→ WHAT TO DO
Update the lines below by changing every "Outline list" to "Polygon list" and leaving everything else the same.

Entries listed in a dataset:
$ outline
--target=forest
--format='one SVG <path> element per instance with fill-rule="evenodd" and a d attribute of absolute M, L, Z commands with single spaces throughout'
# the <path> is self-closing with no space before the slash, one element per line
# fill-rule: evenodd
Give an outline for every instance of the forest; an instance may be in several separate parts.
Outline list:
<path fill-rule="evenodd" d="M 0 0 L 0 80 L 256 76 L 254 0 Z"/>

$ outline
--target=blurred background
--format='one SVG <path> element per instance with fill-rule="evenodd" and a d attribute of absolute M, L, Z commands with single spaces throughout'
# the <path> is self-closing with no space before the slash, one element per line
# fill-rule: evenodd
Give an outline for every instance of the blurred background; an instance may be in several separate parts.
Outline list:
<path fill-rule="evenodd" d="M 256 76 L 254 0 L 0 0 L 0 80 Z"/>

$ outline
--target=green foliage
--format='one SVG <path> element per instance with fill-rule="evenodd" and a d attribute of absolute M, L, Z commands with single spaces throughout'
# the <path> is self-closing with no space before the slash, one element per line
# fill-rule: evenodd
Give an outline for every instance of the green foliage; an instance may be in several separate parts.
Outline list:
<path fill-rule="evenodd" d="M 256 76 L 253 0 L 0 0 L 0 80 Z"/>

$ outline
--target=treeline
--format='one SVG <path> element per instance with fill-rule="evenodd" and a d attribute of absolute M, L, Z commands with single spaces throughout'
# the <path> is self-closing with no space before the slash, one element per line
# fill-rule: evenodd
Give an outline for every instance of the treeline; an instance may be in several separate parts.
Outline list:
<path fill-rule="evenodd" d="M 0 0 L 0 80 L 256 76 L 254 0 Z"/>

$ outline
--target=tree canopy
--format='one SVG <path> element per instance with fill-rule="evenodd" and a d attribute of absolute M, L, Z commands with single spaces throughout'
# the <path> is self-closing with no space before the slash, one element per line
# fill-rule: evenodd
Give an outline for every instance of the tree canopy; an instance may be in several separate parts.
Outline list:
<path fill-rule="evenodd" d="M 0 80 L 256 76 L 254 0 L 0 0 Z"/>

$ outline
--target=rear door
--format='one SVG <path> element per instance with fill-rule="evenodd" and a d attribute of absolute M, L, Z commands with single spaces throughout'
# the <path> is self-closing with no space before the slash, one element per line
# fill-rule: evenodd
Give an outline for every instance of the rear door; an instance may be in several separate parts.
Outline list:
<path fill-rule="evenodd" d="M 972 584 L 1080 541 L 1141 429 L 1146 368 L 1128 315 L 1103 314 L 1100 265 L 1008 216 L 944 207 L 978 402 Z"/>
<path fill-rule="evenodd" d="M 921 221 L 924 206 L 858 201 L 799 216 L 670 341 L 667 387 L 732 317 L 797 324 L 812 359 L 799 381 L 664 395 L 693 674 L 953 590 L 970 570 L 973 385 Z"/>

→ SOLUTION
$ outline
--target=forest
--format='one SVG <path> element per instance with fill-rule="evenodd" and a d attribute of absolute M, L, Z commands with single spaces throughout'
# the <path> is self-closing with no space before the slash, one element per line
# fill-rule: evenodd
Give an outline for every instance of the forest; an instance may be in several separate parts.
Polygon list:
<path fill-rule="evenodd" d="M 0 0 L 0 80 L 256 76 L 254 0 Z"/>

$ outline
--target=blurred background
--format='one SVG <path> element per instance with fill-rule="evenodd" and a d attribute of absolute M, L, Z commands with single spaces throughout'
# the <path> is self-closing with no space before the slash, one element per line
# fill-rule: evenodd
Give an outline for every instance of the blurred background; an instance may be in several separate parts.
Polygon list:
<path fill-rule="evenodd" d="M 256 76 L 254 0 L 0 0 L 0 80 Z"/>

$ outline
--target=green foliage
--format='one SVG <path> element per instance with fill-rule="evenodd" and a d attribute of absolute M, L, Z commands with single spaces throughout'
# the <path> is self-closing with no space before the slash, one element per line
# fill-rule: evenodd
Give an outline for every instance of the green foliage; an instance may be in several separate parts.
Polygon list:
<path fill-rule="evenodd" d="M 256 76 L 253 0 L 0 0 L 0 80 Z"/>

$ outline
--target=treeline
--format='one SVG <path> element per instance with fill-rule="evenodd" and a d attribute of absolute M, L, Z commands with single spaces throughout'
# the <path> is self-closing with no space before the slash, one element per line
# fill-rule: evenodd
Give an outline for every instance of the treeline; an instance may be in several separate parts.
Polygon list:
<path fill-rule="evenodd" d="M 0 0 L 0 80 L 256 76 L 254 0 Z"/>

$ outline
--target=tree canopy
--format='one SVG <path> element per instance with fill-rule="evenodd" and a d attribute of absolute M, L, Z commands with single spaces throughout'
# the <path> is self-closing with no space before the slash, one element per line
# fill-rule: evenodd
Give an outline for every instance of the tree canopy; an instance may be in several separate parts.
Polygon list:
<path fill-rule="evenodd" d="M 0 80 L 256 76 L 254 0 L 0 0 Z"/>

$ outline
--target=rear door
--format='one SVG <path> element per instance with fill-rule="evenodd" and a d attribute of absolute M, L, Z commands with single spaces throughout'
# the <path> is self-closing with no space before the slash, one element per line
# fill-rule: evenodd
Give an outline for every instance of the rear door; an instance may be in several separate parts.
Polygon list:
<path fill-rule="evenodd" d="M 972 584 L 1080 541 L 1141 429 L 1146 368 L 1128 315 L 1103 314 L 1100 265 L 1008 216 L 944 207 L 978 402 Z"/>
<path fill-rule="evenodd" d="M 921 221 L 924 206 L 858 201 L 799 216 L 670 341 L 667 387 L 732 317 L 797 324 L 812 359 L 799 381 L 664 395 L 693 674 L 953 590 L 970 570 L 973 385 Z"/>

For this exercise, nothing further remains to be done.